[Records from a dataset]
_ _ _

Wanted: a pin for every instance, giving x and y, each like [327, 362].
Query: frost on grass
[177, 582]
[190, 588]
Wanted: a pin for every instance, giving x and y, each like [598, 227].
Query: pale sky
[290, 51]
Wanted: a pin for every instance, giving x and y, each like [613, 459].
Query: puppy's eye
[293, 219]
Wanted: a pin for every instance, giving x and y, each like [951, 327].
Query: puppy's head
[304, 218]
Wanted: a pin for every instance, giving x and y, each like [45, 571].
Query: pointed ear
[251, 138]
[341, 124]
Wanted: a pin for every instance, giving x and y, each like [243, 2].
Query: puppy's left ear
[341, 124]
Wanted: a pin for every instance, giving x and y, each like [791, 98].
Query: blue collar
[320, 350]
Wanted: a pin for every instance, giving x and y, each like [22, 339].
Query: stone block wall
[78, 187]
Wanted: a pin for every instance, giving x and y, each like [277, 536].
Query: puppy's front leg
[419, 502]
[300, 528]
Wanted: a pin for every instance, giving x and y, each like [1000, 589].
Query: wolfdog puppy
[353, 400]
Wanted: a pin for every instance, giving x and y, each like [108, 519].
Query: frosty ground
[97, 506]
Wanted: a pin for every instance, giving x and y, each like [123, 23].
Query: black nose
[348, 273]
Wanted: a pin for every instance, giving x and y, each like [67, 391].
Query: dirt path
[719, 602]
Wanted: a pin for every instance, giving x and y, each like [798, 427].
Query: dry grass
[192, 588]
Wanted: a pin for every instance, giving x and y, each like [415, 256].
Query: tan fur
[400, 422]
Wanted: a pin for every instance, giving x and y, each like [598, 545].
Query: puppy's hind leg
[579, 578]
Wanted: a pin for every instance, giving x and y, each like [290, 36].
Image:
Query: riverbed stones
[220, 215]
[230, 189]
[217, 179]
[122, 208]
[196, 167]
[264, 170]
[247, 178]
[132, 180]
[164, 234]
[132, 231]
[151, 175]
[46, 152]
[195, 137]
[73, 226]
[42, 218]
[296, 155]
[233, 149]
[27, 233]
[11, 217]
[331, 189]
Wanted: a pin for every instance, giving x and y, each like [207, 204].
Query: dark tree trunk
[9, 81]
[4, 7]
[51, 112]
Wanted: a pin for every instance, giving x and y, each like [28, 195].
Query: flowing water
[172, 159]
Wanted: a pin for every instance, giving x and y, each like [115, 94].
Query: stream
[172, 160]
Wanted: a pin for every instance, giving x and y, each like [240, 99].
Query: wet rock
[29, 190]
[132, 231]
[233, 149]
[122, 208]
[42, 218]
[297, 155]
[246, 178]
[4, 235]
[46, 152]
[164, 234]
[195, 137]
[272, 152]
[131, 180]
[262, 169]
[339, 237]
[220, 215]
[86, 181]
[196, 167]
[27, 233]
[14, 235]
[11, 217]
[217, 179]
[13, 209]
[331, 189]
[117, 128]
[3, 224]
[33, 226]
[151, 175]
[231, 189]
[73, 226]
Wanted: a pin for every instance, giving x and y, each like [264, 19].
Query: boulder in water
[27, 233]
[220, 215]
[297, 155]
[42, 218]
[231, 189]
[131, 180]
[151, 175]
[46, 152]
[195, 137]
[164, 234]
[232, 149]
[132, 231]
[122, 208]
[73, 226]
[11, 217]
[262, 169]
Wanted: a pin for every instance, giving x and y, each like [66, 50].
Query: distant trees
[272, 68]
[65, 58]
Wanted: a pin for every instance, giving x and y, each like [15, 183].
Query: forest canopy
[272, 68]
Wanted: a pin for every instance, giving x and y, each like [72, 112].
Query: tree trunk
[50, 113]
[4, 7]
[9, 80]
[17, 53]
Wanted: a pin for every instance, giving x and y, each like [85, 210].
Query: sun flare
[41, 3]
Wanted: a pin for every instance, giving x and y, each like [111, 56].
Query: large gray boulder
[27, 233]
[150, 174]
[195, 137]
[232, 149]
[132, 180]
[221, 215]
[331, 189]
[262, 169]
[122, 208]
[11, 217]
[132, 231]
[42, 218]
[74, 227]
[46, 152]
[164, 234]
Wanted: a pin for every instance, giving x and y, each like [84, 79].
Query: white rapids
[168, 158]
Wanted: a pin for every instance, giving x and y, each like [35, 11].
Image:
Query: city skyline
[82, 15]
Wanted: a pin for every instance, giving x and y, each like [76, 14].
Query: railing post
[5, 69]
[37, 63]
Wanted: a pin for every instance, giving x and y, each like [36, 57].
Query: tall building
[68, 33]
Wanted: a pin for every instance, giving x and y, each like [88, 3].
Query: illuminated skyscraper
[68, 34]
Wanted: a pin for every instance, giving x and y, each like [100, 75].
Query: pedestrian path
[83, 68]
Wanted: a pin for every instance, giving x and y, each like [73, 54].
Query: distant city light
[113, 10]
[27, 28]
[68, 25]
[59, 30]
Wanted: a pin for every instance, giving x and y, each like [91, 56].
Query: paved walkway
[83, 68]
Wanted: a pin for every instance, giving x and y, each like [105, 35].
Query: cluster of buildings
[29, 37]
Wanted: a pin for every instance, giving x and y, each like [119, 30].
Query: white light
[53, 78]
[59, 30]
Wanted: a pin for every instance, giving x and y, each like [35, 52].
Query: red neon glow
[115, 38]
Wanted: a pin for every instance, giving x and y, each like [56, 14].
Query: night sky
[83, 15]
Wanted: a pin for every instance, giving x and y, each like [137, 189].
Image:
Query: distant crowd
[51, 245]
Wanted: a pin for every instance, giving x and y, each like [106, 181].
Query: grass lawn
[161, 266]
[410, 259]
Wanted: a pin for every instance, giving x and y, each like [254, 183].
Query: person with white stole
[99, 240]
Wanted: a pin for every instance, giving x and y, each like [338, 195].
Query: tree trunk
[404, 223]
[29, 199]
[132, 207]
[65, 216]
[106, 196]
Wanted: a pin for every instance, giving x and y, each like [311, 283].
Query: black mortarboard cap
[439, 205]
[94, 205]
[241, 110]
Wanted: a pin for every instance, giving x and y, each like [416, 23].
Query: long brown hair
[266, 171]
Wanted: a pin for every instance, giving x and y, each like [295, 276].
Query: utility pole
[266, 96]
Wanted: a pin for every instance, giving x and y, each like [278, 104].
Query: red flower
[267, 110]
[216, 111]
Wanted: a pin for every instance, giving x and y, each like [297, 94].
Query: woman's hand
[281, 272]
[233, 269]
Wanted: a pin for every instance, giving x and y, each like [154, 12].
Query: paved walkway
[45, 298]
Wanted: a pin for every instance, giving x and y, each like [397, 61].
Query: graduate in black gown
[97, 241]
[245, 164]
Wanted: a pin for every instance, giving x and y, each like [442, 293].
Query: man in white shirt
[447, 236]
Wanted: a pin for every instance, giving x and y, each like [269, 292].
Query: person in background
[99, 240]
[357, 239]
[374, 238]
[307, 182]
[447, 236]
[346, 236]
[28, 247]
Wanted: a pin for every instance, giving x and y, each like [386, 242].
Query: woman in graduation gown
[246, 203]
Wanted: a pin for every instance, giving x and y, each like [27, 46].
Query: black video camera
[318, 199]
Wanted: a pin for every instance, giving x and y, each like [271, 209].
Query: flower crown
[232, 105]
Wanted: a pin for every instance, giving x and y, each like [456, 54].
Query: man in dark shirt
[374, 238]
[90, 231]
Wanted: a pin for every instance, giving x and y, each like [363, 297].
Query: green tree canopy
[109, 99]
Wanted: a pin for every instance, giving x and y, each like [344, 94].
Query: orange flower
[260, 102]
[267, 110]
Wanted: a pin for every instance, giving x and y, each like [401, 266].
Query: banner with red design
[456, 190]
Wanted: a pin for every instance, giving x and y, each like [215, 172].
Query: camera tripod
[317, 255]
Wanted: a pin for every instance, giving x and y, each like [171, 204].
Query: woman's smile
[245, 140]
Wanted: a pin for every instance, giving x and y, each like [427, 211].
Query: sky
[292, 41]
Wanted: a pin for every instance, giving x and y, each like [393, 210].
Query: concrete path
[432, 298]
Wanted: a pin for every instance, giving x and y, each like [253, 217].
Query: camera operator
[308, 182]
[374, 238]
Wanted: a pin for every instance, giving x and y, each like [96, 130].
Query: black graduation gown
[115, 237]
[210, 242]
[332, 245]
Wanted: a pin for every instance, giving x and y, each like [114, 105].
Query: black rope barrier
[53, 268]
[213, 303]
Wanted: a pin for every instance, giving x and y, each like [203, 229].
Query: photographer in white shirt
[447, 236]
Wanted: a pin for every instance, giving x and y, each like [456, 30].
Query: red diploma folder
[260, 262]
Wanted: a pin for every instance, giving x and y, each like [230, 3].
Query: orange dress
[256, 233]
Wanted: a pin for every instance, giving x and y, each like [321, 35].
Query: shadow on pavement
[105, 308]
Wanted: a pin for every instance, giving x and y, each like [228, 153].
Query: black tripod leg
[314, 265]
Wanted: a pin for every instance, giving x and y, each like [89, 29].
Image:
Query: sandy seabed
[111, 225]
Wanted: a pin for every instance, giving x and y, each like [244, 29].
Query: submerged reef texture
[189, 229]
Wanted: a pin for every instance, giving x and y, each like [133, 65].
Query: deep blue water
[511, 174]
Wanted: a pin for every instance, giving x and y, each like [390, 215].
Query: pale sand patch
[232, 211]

_ _ _

Aim of the task
All lines above from the one containing "Query: red neon glow" to the one containing "like [397, 61]." must be repeated exactly, both lines included, and no others.

Solved problem
Query: red neon glow
[115, 38]
Wanted: a pin for every instance, giving x and y, each like [56, 14].
Query: night sky
[83, 15]
Wanted: a pin for every instance, giving x and y, each like [137, 189].
Image:
Query: distant crowd
[51, 245]
Wanted: a pin for every instance, giving x and y, each like [106, 181].
Query: grass lawn
[161, 266]
[410, 259]
Wanted: a pin for every instance, giving x and y, each like [254, 183].
Query: person with white stole
[99, 240]
Wanted: a pin for every instance, giving x and y, each like [338, 195].
Query: tree trunk
[404, 223]
[29, 199]
[132, 207]
[65, 216]
[106, 196]
Wanted: a pin for every instance, giving x and y, each like [311, 283].
Query: black mortarboard cap
[439, 205]
[94, 205]
[241, 110]
Wanted: a pin for every instance, giving x and y, each like [416, 23].
Query: long brown hair
[266, 171]
Wanted: a pin for every instance, giving x and y, each like [295, 276].
Query: utility pole
[266, 96]
Wanted: a pin for every instance, giving x and y, each like [278, 104].
Query: red flower
[267, 110]
[216, 111]
Wanted: a pin for every instance, giving x and y, each like [297, 94].
Query: woman's hand
[281, 272]
[233, 269]
Wanted: a pin for every instance, giving x and y, each like [154, 12].
Query: paved walkway
[45, 298]
Wanted: a pin for every instance, giving x and y, each like [397, 61].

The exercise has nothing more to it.